Write the next part of the project description below on characterizing disease pathways with machine learning, starting right after its final line.

■ Text block:
Segment Open

Data analytics: Characterising disease pathways using machine learning

This project is a collaboration of scientists working in two HBP Subprojects:

  • HPAC Platform (SP7)
  • Medical Informatics Platform (SP8)


The aim of this project is to characterise complete disease pathways, from the molecular level, up to observable disorders of cognition and behaviour, and to identify unique combinations of biological and clinical signals associated with specific pathways. To pursue this goal, data mining will be used to identify biological signatures of disease across different scales (biological, anatomical, physiological and clinical variables). The data mining will use established machine learning algorithms running on HPC. It is planned to demonstrate the capabilities of using HPC resources for large scale machine learning.


  • Research data: imaging, SNP, clinical variable (size <1TB)


  • Semi-supervised clustering algorithm
    • Matlab, R, native or docker
    • Output: Rules-based classification (size <1GB)

Segment Closed

■ Records supplied:
Segment Open

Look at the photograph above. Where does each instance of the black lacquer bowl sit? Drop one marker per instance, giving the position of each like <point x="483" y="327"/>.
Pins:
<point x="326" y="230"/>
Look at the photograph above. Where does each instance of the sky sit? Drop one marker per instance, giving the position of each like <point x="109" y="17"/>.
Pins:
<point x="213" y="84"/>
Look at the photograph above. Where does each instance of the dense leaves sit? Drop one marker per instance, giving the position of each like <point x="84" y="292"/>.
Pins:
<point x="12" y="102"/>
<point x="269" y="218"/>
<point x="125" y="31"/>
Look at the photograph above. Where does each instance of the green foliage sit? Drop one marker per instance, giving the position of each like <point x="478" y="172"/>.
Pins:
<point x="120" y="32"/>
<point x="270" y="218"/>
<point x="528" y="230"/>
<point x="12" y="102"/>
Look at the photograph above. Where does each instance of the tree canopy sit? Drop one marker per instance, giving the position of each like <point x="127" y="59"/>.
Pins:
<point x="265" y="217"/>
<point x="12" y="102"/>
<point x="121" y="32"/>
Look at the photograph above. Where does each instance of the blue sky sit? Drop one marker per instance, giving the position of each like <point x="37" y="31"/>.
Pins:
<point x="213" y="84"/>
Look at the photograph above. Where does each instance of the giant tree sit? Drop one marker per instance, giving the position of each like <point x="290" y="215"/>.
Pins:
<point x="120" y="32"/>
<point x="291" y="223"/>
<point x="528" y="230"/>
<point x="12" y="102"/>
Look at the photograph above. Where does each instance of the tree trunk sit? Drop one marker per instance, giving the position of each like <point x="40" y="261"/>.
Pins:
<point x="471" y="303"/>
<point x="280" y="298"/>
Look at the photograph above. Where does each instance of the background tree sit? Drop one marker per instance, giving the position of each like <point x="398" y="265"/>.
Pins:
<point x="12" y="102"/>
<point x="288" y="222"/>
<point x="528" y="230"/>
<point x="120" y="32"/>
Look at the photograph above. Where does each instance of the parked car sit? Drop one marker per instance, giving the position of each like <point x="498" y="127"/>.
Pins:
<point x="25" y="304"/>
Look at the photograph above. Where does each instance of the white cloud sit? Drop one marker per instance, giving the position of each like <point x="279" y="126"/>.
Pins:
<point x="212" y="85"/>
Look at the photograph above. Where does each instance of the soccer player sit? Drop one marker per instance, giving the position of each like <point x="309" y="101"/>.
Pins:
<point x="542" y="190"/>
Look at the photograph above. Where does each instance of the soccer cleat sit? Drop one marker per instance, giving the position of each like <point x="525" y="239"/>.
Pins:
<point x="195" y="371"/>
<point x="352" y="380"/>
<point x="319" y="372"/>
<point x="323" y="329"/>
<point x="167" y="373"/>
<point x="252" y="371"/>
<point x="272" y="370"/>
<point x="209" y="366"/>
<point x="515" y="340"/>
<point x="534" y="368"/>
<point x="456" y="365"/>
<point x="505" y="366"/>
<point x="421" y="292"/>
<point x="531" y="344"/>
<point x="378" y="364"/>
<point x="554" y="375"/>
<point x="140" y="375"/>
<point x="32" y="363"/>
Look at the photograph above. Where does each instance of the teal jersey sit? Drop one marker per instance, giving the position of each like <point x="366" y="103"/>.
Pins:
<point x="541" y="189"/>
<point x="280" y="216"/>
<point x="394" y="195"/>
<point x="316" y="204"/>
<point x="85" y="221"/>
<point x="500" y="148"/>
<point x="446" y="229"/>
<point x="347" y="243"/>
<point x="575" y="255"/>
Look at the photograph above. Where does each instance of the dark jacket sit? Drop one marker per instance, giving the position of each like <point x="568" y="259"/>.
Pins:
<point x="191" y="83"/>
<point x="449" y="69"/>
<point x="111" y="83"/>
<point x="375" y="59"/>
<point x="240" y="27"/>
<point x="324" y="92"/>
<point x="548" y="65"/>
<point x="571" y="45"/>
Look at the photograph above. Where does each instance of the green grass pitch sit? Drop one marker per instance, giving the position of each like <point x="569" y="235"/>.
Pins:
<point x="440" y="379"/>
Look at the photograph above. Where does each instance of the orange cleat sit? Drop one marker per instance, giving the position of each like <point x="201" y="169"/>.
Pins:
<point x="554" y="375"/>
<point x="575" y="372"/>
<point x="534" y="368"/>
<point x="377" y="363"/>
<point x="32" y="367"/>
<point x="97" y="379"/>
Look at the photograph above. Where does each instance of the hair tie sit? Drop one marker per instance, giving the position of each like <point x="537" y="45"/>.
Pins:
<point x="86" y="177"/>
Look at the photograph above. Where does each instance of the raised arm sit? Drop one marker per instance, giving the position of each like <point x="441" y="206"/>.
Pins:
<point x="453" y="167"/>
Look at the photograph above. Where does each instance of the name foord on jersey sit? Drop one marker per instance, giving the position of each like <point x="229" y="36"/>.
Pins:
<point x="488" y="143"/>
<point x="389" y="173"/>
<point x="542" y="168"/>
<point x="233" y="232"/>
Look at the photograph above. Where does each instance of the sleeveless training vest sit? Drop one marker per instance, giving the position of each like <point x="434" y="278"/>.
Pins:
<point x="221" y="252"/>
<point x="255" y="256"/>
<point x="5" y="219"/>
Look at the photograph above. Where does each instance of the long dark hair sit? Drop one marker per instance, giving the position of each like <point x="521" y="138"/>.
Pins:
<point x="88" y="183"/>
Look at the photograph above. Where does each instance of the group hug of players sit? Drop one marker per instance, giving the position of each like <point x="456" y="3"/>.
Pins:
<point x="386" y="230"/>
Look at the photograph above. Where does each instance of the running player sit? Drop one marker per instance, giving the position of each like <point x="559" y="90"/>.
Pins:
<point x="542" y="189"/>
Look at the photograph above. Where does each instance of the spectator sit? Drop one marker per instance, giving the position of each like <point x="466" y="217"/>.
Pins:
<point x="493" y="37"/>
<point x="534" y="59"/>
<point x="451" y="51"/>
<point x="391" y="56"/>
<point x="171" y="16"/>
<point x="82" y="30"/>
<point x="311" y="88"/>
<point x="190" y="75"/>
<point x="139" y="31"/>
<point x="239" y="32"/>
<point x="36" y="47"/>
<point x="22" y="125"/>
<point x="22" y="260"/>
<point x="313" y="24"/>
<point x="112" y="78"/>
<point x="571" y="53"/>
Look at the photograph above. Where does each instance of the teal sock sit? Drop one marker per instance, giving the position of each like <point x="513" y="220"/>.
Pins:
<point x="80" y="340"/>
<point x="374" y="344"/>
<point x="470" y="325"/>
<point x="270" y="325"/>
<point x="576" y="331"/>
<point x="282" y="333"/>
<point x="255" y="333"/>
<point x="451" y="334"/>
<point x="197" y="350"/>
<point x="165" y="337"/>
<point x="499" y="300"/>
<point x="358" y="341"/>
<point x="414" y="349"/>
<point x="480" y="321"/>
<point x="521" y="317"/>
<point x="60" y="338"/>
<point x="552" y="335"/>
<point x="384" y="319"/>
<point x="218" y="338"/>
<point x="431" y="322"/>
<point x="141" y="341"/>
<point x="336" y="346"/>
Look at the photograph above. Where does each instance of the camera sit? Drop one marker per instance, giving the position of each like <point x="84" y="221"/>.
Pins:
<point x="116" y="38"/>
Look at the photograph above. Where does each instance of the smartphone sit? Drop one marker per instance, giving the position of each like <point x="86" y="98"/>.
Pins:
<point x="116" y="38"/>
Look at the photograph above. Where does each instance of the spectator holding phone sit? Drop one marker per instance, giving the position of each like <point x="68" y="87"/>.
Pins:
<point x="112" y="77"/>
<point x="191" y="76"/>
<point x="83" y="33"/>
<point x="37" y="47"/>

Segment Closed

■ Exercise output:
    • Algorithms and benchmarks: Density-based algorithm compared to the use of state of the art “black box” methods
    • Reference time on 120 HPC nodes: less than 1 hour
  • Support vector machine classifier trained and cross-validation
    • Matlab, R, native or docker
    • Output: Image based weight (size <1GB)
    • Algorithms and benchmarks: The results were compared to clinical diagnostic performed by neurologists (expert knowledge)
    • Reference time on 120 HPC nodes: less than 1 hour
  • Deep learning algorithm
    • Matlab, R, Java
    • Output: Neural set for feature learning (size <1GB)
    • Algorithms and benchmarks:
      • Neural net/stacked auto-encoder
      • Compared atlas based features vs. random based features
      • Compared to clinical label
    • Reference time on 120 HPC nodes: less than 12 hours
  • Monte-Carlo bi-clustering
    • Output: Co-modules between gene expression and brain morphologies (size <1GB)
    • Algorithms and benchmarks: Compared to separated clustering approach
    • Reference time on 120 HPC nodes: less than 24 hours


  • Identify multimodal clinical data [done]
  • Data pre-processing [done]
  • Data transfer
  • Implementing a test of different algorithms
  • Model configuration
  • Benchmark algorithms

Problems to be solved

The following problems require special attention and need to be solved in co-design with the users for implementing the use case successfully.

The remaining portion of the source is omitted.